→ **WHAT THE TASK REQUIRES**
Pick out every line in the material below that contains the word "green" and copy each one.

→ **Excerpts from location labeling data**
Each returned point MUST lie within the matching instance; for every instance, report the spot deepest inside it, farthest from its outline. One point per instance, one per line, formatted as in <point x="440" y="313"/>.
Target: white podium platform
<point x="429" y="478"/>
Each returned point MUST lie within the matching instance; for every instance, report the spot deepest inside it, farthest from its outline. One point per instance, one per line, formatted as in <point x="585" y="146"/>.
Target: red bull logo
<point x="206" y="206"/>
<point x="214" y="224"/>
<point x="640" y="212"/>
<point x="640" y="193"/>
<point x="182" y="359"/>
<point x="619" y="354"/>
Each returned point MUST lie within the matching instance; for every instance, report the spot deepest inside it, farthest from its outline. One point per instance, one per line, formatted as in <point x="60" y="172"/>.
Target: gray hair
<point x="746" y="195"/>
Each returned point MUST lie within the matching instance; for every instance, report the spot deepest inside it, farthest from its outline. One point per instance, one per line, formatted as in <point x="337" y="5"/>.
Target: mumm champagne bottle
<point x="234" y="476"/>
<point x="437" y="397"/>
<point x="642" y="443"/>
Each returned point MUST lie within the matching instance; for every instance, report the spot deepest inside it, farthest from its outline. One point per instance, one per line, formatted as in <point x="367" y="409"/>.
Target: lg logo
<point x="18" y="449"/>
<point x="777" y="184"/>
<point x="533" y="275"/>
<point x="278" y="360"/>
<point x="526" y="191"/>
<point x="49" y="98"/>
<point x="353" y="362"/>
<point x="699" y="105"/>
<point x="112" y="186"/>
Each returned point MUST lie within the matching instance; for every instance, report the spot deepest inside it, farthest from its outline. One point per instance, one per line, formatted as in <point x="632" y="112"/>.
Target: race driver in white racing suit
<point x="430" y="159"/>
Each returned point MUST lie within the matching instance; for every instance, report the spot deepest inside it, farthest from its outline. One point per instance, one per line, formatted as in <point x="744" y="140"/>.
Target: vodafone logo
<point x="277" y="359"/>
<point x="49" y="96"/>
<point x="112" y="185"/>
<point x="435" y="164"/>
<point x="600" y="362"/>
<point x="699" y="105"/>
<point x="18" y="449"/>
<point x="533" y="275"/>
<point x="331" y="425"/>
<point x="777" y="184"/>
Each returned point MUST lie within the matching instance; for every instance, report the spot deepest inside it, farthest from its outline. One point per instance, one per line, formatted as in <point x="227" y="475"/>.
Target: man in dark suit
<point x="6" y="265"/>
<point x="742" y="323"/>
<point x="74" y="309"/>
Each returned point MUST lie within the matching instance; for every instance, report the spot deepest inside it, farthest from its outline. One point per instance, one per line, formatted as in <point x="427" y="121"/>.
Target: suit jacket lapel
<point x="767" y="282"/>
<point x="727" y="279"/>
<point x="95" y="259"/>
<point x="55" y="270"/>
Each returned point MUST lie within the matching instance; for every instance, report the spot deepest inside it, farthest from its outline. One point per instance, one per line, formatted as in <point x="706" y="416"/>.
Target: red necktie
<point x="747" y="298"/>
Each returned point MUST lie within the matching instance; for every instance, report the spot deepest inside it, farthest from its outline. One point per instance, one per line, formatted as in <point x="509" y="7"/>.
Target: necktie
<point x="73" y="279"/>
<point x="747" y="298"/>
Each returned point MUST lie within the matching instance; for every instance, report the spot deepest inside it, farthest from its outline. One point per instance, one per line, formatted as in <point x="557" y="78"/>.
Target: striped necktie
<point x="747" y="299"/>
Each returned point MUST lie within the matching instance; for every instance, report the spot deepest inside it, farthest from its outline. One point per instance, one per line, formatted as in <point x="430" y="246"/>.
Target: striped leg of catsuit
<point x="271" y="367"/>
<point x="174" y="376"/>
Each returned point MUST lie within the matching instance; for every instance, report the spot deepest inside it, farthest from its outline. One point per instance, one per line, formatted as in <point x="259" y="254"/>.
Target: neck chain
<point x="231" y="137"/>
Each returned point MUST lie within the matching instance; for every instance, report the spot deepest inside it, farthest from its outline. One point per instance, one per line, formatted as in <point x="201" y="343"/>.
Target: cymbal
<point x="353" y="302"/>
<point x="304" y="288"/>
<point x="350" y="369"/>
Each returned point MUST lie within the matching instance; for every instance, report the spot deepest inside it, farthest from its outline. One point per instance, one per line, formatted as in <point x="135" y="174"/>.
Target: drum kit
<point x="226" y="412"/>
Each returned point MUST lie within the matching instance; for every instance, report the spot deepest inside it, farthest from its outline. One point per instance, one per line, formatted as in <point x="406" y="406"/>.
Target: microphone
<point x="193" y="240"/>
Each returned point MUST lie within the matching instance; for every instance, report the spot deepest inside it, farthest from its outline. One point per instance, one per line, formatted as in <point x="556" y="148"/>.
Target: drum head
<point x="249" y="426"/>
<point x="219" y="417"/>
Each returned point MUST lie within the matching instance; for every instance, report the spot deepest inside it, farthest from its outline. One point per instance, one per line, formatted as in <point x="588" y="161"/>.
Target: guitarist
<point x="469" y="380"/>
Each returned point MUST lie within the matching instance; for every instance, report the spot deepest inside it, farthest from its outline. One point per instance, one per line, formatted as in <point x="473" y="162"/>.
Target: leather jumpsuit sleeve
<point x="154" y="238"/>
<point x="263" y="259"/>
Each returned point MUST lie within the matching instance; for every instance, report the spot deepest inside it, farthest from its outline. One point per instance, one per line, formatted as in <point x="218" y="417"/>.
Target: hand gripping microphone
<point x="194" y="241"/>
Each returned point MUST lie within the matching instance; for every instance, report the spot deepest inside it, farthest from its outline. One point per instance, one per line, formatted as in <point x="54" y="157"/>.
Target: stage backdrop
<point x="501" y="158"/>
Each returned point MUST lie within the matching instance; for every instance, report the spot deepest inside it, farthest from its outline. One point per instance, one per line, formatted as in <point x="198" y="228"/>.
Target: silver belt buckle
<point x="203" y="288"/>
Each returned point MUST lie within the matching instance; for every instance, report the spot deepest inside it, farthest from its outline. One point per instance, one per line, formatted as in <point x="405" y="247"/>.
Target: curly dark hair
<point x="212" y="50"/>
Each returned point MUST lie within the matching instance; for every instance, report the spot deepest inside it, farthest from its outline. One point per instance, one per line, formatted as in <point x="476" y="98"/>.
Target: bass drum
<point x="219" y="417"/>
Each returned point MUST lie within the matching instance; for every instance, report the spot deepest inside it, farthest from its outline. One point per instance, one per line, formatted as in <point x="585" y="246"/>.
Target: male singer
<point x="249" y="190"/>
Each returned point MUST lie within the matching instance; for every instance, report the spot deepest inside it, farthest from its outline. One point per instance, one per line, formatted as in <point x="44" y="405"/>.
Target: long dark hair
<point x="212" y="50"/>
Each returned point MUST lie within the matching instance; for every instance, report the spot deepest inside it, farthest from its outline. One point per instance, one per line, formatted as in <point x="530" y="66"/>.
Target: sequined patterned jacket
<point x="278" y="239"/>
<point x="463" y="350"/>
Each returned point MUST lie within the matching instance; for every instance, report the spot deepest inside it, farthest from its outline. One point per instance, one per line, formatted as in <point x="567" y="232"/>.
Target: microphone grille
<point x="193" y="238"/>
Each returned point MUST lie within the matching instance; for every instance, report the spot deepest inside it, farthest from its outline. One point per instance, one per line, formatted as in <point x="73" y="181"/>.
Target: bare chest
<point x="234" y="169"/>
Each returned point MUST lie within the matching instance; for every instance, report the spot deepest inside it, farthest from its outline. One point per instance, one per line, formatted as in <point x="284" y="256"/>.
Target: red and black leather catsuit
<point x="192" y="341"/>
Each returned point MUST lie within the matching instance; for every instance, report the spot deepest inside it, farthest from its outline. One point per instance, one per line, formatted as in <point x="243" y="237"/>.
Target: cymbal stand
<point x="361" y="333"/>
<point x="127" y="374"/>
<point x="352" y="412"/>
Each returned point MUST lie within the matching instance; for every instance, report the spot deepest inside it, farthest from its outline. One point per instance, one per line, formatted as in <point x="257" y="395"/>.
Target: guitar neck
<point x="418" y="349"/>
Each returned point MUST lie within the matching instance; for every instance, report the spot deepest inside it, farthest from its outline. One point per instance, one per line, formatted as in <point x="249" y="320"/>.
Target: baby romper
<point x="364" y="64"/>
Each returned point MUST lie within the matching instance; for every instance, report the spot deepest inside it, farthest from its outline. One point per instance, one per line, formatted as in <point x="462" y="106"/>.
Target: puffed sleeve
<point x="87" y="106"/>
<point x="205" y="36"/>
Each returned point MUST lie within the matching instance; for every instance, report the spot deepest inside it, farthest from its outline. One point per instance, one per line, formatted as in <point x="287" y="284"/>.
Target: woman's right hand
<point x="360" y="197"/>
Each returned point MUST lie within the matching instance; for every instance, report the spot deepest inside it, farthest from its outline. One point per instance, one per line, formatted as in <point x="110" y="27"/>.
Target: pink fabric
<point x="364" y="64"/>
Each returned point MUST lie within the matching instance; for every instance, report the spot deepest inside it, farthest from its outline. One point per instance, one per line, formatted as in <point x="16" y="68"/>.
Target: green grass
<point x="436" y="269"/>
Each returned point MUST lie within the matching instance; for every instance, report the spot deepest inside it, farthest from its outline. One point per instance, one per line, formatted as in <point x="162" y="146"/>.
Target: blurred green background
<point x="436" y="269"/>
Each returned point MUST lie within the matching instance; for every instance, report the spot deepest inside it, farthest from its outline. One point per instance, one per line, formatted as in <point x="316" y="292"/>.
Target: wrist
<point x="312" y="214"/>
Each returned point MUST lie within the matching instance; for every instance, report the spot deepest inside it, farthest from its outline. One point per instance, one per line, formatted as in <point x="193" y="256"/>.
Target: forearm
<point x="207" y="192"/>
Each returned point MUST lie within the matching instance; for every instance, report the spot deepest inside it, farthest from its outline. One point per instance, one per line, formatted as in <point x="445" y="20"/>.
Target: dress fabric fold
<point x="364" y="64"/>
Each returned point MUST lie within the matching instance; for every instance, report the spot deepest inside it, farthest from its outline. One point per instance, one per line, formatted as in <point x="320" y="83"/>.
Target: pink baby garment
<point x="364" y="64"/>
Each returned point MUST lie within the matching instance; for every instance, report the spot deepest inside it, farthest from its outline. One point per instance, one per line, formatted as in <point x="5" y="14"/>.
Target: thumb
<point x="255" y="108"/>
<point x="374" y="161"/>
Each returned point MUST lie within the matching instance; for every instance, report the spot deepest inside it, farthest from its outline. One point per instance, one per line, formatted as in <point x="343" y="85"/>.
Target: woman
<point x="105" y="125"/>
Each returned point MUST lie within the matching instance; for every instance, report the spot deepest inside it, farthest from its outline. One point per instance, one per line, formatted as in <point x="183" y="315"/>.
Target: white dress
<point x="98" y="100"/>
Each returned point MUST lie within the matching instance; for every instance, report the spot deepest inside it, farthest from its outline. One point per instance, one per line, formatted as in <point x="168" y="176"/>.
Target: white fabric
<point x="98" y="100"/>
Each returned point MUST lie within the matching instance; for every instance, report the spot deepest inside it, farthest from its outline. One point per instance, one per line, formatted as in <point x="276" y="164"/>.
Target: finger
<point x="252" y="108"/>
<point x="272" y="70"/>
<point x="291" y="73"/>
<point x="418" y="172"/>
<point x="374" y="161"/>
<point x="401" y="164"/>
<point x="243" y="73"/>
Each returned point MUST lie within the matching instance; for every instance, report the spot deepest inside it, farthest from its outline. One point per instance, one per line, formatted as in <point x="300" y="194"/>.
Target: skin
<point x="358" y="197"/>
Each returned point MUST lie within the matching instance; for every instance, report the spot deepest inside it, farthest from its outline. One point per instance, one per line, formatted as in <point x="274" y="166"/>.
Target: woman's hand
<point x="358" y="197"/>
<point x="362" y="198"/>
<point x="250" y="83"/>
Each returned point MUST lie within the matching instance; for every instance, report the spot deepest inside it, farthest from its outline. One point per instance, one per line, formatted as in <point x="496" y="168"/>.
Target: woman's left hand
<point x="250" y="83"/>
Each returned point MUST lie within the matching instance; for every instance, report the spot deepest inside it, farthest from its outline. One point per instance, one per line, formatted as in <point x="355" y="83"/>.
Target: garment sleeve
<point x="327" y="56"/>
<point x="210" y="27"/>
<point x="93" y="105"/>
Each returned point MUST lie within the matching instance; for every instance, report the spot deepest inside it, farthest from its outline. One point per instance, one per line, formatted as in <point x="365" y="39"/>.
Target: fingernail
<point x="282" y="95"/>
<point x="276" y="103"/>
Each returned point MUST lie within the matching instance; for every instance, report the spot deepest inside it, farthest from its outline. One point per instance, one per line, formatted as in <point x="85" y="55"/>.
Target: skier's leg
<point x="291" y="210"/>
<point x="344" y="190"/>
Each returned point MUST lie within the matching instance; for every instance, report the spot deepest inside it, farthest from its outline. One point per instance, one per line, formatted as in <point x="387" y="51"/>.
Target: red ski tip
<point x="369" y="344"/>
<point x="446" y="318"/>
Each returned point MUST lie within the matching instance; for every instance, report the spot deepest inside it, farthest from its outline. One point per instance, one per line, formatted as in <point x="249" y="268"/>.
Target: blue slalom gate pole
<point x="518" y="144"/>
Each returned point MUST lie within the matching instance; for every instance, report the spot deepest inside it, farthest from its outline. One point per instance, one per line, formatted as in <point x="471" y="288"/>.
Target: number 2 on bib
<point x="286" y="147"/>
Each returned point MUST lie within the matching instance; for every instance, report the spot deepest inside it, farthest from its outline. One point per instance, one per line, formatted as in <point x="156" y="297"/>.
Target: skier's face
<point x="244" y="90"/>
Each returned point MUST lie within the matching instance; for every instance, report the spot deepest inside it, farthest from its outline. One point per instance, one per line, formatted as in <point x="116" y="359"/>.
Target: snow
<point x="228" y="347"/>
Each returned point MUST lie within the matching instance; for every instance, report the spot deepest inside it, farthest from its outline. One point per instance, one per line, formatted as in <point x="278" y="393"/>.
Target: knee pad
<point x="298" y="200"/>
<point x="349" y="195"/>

→ **SOLUTION TO THIS EXERCISE**
Target: green grass
Target: blurred green background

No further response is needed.